** start Exercise material **

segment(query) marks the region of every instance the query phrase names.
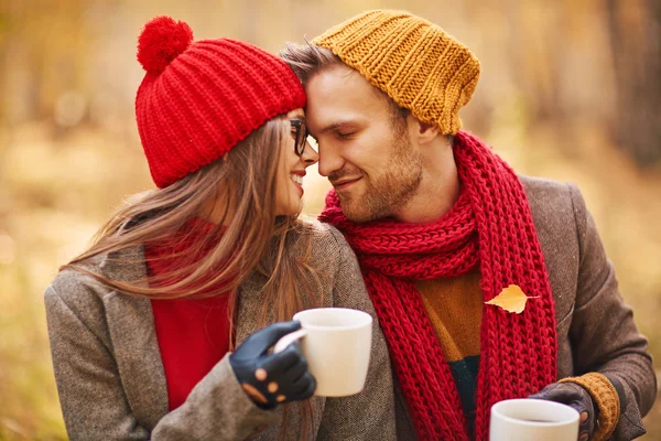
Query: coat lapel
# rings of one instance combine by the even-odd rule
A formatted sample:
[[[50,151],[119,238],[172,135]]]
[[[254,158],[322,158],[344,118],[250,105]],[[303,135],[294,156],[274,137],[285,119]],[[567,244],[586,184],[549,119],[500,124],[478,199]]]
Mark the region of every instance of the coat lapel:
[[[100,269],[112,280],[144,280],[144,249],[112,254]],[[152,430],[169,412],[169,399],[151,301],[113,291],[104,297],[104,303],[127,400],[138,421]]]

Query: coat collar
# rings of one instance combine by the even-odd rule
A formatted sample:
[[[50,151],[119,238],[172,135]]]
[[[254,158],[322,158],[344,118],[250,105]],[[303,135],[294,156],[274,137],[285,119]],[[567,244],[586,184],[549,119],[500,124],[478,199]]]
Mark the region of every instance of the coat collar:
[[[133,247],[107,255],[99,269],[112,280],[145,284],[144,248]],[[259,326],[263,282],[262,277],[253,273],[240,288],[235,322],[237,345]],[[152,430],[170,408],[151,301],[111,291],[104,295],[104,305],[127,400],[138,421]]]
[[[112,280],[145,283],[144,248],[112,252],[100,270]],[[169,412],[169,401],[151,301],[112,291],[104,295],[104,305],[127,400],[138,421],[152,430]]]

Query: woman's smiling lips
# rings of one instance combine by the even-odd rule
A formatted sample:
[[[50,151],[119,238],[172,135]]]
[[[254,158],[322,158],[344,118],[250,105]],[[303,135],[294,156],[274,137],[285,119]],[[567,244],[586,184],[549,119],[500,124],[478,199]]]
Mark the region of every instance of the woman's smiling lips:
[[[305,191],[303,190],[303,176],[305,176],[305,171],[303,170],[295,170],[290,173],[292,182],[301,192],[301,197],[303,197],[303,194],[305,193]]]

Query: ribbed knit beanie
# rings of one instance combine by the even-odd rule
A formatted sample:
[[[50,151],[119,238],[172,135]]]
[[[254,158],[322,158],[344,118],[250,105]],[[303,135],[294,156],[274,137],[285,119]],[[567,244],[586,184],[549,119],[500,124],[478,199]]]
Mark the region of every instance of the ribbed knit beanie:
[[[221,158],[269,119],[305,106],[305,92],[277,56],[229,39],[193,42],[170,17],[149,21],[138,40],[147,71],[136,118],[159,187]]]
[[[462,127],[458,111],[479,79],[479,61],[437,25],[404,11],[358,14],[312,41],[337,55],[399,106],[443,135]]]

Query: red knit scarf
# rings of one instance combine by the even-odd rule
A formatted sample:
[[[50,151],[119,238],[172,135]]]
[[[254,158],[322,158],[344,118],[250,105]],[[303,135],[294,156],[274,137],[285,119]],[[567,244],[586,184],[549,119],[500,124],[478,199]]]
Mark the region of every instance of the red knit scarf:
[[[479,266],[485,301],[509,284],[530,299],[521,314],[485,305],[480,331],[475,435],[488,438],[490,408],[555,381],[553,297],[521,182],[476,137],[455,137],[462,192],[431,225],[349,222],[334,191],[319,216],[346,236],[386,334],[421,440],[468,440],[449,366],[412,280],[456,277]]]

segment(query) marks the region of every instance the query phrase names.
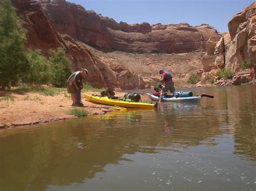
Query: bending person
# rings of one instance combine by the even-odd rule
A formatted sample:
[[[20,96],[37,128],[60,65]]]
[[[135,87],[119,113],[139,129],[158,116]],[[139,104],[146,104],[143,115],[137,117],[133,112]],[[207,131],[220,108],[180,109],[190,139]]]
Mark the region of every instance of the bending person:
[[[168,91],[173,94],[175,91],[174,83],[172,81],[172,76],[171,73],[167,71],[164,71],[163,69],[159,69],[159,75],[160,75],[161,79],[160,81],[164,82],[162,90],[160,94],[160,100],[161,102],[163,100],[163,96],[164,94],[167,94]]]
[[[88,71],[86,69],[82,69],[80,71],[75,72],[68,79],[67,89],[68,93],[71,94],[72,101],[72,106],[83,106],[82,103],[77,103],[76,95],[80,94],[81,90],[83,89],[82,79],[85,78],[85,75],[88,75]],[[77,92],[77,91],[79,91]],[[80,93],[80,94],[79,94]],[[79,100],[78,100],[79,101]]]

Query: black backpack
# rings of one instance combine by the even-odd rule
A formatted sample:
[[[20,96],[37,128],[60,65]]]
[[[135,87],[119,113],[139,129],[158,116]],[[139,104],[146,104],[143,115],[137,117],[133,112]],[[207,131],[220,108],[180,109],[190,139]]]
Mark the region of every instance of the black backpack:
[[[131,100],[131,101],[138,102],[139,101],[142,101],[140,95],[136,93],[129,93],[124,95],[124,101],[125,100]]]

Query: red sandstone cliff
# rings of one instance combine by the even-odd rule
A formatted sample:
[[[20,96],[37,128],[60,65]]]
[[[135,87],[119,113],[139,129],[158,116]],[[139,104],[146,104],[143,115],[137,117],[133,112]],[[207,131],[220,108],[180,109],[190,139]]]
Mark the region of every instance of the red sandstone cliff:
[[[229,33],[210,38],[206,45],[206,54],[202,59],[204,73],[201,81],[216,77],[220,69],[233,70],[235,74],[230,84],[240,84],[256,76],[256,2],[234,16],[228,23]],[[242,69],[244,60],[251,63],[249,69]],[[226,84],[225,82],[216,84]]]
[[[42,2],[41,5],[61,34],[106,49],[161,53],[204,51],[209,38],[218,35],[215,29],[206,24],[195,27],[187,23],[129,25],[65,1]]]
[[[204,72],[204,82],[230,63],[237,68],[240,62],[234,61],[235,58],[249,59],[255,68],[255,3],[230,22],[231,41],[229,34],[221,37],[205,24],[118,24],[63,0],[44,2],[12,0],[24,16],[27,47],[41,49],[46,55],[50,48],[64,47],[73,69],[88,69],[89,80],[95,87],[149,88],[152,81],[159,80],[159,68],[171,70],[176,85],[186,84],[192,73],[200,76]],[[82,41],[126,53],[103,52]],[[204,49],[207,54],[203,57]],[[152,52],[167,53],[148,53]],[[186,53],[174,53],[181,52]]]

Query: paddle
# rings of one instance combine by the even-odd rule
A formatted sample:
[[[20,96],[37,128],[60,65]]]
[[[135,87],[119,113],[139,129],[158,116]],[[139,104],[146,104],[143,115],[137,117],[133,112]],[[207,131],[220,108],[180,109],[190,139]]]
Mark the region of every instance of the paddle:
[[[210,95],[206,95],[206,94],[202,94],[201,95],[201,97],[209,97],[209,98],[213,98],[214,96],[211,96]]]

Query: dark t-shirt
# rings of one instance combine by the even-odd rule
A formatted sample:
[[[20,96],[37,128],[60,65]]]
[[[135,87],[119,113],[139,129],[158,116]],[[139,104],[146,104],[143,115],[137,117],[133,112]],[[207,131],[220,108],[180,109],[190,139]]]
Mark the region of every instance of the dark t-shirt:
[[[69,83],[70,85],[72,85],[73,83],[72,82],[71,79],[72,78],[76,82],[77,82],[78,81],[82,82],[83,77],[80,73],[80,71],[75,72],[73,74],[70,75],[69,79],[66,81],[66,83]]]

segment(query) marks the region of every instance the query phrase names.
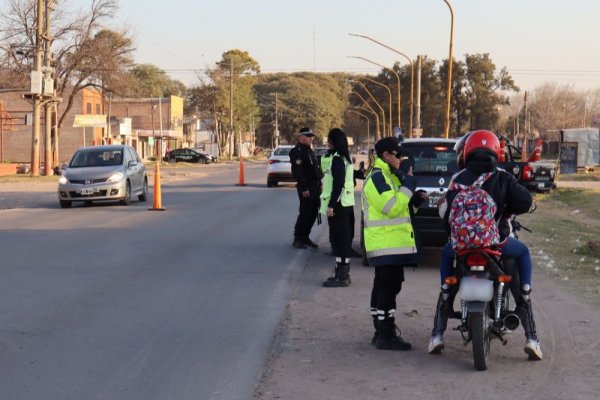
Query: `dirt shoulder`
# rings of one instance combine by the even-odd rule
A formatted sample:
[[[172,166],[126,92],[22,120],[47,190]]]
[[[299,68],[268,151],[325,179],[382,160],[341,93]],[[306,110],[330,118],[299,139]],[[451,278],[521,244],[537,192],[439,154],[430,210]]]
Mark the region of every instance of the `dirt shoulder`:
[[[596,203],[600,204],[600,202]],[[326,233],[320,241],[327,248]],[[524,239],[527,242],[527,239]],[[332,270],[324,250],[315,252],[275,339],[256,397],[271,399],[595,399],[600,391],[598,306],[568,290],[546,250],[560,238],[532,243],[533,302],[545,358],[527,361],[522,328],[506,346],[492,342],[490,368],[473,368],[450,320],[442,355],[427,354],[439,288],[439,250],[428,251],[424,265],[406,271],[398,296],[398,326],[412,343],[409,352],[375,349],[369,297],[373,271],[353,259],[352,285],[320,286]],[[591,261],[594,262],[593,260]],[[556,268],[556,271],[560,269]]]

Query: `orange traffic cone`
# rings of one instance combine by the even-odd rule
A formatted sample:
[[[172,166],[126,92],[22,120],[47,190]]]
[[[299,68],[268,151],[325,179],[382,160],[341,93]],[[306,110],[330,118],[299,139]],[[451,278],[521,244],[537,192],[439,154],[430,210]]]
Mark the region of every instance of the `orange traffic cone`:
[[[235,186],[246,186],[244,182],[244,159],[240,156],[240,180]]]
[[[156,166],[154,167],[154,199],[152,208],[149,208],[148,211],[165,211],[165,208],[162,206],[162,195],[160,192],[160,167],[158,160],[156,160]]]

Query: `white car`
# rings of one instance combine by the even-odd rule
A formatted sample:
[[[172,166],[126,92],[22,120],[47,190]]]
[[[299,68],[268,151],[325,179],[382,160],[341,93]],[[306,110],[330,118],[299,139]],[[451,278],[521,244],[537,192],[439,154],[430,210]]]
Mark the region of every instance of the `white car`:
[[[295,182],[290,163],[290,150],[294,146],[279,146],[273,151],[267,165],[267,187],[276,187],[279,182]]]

** end Exercise material **

Pick out each line in the rows above that contains the string "collar", treating uppercase and lowercase as different.

**Reply**
Query: coat collar
Mark the region of every instance of the coat collar:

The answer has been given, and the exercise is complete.